## Given request
Reproduce the following lines verbatim, keeping every character, space, and line break unchanged.

+ + + + + + +

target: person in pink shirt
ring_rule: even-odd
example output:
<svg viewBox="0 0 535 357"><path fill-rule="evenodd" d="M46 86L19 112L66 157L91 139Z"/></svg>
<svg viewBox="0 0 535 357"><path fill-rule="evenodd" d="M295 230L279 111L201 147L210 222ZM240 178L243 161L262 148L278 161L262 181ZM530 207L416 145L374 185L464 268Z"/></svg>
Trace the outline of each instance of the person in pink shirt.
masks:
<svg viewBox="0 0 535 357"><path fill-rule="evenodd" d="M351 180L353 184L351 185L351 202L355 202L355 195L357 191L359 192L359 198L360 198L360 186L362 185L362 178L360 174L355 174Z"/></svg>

+ + + + + + +

## Result
target: person in pink shirt
ring_rule: even-odd
example output:
<svg viewBox="0 0 535 357"><path fill-rule="evenodd" d="M46 86L19 112L66 157L91 139Z"/></svg>
<svg viewBox="0 0 535 357"><path fill-rule="evenodd" d="M295 230L279 111L201 147L210 222ZM240 178L243 161L262 148L278 161L262 181ZM530 207L416 145L374 185L464 268Z"/></svg>
Trace the outline of each instance of the person in pink shirt.
masks:
<svg viewBox="0 0 535 357"><path fill-rule="evenodd" d="M351 180L353 184L351 185L351 202L355 202L355 195L357 191L359 192L359 198L360 198L360 186L362 185L362 178L360 174L355 174Z"/></svg>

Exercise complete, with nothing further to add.